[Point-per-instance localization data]
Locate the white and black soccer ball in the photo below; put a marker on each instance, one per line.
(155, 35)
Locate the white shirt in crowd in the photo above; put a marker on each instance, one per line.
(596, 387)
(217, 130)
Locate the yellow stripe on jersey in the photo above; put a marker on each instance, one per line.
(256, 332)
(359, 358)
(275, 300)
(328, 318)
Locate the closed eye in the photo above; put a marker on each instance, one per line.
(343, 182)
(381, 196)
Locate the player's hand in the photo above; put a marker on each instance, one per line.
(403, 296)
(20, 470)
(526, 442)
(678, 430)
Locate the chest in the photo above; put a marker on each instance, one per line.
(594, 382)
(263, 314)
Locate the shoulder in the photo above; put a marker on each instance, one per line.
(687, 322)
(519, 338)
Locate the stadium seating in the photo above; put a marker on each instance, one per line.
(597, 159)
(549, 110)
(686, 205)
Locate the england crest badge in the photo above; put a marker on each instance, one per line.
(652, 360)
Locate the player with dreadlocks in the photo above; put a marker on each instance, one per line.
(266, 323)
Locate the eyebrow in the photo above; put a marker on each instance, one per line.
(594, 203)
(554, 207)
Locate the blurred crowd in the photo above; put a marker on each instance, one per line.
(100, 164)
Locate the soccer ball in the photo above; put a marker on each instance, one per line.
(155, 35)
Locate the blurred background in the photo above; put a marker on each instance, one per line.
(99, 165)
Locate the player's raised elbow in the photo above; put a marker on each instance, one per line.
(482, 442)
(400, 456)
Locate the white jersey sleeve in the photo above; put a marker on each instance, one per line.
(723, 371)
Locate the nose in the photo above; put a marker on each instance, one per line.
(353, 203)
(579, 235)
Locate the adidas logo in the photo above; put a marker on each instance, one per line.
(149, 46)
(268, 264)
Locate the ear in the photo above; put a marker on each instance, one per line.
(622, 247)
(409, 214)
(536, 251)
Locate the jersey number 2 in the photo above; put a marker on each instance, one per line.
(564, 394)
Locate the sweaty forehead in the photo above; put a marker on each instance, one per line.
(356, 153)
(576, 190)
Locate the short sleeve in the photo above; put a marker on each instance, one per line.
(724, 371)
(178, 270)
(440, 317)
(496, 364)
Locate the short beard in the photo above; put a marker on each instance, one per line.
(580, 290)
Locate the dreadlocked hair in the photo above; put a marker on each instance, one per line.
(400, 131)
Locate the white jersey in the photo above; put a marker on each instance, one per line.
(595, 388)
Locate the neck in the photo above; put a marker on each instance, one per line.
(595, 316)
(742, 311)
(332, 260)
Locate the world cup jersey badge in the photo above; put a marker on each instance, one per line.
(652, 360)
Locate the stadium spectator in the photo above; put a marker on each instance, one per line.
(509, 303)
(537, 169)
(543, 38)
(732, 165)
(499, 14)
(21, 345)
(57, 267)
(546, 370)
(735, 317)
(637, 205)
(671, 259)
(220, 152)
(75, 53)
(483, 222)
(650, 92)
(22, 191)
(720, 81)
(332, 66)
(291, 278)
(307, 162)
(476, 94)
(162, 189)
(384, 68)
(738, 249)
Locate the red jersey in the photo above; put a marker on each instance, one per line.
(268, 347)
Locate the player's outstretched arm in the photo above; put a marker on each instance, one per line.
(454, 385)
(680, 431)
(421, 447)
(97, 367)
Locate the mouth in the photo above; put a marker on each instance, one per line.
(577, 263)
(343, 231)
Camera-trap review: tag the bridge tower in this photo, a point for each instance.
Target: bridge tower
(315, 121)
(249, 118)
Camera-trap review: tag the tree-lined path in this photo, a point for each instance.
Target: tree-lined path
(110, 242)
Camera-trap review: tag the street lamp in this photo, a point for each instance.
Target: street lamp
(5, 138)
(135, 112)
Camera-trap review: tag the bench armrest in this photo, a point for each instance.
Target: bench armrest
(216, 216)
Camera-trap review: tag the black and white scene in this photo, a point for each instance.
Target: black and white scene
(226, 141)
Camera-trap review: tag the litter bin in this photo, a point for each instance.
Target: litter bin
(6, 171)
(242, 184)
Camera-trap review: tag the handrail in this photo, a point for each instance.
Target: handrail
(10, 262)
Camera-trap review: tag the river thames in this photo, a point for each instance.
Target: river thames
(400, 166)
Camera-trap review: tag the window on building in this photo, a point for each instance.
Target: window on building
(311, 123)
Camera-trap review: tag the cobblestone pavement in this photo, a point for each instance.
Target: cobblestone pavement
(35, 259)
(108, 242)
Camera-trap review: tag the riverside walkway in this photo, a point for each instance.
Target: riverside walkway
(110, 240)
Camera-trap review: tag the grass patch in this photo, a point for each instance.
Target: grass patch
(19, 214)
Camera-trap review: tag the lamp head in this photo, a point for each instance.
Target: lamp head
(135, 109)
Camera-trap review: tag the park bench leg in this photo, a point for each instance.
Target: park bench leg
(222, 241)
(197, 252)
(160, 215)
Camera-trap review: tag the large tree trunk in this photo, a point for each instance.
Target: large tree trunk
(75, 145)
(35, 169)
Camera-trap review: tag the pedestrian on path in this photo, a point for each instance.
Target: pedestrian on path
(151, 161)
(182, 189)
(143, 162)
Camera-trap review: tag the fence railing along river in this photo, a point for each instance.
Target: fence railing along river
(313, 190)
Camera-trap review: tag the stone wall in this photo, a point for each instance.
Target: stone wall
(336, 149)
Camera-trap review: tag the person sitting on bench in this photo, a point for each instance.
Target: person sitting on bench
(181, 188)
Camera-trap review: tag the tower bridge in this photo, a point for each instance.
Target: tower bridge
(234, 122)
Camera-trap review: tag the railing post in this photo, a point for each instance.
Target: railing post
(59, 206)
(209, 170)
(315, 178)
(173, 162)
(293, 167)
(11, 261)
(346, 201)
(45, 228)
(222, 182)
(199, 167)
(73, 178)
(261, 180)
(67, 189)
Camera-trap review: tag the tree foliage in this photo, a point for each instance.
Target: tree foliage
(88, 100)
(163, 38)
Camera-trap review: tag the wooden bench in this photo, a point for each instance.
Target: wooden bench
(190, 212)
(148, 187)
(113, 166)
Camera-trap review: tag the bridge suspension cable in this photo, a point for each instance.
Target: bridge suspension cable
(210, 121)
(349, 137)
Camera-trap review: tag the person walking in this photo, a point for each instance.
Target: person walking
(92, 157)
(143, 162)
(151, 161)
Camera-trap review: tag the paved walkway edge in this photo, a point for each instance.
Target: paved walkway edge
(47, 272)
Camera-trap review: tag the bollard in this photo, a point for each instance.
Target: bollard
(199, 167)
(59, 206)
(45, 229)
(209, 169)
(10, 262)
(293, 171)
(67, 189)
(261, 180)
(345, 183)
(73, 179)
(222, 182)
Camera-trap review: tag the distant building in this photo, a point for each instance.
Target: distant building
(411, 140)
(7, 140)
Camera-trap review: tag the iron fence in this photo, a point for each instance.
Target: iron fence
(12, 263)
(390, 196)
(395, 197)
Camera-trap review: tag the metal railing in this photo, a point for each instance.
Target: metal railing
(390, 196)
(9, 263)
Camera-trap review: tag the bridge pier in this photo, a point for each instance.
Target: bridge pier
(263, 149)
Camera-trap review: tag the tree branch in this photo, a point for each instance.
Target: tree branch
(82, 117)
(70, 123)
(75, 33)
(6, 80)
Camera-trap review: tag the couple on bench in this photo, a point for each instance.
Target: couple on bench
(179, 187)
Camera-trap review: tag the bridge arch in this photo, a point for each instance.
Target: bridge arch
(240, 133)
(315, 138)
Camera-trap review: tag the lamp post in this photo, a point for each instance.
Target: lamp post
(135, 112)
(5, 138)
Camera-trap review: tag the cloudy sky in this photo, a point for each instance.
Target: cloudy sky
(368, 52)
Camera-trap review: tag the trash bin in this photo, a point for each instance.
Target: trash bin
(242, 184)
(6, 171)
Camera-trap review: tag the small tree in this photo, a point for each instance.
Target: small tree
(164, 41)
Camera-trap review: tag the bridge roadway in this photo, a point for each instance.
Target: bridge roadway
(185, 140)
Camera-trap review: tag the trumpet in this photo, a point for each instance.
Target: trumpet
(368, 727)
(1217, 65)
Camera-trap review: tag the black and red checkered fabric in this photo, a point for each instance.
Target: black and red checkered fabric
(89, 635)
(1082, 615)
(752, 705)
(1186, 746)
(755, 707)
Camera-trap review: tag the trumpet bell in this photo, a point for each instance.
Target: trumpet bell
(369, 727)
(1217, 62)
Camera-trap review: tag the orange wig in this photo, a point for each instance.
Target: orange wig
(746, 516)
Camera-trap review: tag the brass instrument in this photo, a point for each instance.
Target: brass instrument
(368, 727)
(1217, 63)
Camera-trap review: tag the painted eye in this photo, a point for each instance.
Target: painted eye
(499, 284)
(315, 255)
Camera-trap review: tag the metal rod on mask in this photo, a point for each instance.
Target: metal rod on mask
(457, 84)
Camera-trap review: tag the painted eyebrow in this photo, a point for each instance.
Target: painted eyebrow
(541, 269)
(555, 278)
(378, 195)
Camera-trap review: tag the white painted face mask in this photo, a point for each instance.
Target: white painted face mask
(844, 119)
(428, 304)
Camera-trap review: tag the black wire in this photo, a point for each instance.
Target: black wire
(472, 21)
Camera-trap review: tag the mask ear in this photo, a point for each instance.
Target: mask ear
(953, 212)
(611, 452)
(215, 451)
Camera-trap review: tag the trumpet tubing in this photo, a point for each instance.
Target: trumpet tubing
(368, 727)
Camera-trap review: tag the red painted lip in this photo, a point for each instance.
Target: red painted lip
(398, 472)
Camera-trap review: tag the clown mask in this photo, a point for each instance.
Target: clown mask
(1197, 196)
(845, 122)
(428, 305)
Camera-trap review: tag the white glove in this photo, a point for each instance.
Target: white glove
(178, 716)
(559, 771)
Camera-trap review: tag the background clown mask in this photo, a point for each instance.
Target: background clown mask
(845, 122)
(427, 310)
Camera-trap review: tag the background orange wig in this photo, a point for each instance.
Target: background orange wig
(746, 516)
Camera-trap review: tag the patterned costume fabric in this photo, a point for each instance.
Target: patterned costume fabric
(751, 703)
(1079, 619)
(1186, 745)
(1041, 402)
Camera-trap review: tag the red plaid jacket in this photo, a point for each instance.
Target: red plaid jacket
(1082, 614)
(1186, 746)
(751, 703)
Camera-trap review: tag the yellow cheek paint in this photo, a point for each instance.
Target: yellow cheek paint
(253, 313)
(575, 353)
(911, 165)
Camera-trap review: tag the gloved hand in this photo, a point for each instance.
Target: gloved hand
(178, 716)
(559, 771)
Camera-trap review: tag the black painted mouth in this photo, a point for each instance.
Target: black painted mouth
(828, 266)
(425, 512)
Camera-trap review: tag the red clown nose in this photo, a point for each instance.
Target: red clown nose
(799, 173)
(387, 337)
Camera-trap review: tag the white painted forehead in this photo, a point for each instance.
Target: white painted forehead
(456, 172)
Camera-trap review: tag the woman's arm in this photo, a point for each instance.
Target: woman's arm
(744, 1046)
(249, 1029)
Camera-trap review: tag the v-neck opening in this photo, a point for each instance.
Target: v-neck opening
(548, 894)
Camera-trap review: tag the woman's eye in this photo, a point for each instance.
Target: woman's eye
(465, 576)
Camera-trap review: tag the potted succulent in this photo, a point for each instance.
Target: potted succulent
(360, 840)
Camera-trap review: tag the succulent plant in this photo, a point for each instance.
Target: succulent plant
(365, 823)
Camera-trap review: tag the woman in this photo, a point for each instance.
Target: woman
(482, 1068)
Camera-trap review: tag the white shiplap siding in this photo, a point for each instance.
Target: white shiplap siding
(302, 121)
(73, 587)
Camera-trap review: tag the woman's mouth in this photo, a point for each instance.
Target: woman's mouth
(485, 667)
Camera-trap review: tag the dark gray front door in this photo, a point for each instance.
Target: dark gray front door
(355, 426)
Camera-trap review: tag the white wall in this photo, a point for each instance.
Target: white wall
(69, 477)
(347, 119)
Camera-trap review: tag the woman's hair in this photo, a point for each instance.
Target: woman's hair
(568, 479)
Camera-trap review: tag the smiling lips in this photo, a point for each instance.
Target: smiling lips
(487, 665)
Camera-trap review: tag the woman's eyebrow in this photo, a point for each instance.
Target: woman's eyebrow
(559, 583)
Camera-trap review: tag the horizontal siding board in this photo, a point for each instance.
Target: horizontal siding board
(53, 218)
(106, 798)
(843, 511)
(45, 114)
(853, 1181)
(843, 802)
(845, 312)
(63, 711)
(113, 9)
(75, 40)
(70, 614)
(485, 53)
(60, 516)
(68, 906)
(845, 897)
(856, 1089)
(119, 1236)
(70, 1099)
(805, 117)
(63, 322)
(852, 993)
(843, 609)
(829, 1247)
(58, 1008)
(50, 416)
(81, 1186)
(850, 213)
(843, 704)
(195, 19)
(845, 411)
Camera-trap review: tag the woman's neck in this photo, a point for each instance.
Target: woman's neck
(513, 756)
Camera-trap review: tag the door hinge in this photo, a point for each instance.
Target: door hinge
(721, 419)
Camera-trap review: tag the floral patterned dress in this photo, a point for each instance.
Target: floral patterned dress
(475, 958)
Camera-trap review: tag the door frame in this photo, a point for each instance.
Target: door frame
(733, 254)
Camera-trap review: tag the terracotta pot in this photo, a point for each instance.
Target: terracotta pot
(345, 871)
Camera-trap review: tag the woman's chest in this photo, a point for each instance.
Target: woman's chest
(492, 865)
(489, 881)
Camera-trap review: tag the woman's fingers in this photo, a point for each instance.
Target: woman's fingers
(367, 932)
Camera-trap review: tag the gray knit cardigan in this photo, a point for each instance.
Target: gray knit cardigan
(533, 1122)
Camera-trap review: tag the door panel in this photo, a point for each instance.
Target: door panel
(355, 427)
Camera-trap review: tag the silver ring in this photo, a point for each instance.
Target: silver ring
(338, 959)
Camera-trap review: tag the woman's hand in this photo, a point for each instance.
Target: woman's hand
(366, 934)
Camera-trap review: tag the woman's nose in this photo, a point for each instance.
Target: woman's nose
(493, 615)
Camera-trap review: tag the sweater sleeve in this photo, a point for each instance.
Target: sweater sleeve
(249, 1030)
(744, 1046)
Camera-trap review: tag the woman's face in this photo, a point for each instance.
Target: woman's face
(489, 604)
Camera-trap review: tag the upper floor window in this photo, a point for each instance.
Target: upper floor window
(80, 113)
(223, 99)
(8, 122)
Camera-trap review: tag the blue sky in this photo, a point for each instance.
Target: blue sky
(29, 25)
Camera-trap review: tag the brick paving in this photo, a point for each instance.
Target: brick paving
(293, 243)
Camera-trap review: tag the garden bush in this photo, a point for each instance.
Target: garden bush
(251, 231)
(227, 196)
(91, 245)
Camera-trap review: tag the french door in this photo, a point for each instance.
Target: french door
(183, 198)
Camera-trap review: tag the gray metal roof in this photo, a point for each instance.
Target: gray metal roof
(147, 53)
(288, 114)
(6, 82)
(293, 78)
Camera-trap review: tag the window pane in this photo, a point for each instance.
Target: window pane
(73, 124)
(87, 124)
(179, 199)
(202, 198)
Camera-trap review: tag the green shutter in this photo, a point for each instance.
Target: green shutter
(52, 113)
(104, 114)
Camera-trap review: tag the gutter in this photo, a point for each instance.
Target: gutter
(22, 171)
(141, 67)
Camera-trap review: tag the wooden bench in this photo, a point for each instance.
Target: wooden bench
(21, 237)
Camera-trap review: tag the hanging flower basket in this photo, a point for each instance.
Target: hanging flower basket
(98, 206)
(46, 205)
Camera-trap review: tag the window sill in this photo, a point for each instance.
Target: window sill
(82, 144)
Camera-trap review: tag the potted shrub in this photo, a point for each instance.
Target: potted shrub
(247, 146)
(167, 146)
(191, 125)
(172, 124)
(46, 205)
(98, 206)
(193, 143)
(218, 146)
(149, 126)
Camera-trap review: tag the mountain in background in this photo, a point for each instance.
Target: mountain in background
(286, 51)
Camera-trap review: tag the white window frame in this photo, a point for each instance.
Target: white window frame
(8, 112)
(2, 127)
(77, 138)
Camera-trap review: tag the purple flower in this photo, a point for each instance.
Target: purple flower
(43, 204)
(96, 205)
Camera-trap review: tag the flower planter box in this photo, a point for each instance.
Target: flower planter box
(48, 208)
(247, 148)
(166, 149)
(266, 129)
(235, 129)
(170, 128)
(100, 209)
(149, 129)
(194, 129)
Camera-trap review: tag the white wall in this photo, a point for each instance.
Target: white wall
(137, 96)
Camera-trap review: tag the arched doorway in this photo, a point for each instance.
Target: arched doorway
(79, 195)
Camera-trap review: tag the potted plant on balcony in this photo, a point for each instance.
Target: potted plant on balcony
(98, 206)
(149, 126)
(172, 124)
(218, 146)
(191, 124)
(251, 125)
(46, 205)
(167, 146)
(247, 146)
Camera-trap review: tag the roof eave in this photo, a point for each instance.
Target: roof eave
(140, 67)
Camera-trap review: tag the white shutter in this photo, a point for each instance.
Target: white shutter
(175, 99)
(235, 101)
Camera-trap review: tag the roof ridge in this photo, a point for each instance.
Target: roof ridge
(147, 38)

- [PROBLEM DETAILS] A word-for-word copy of the lines above from the one with "Locate the player's outstretched" through the one with "Camera-trap review: tag the bridge tower", inclusive, is the only output wanted.

- [RESPONSE AREA]
Locate the player's outstretched arm in the photo above; put a marker on each instance, one per line.
(454, 385)
(680, 431)
(421, 447)
(97, 367)
Locate the mouth in the photo above; put a marker on each instance, one per line.
(577, 263)
(343, 231)
Camera-trap review: tag the bridge tower in this photo, a point for each instance.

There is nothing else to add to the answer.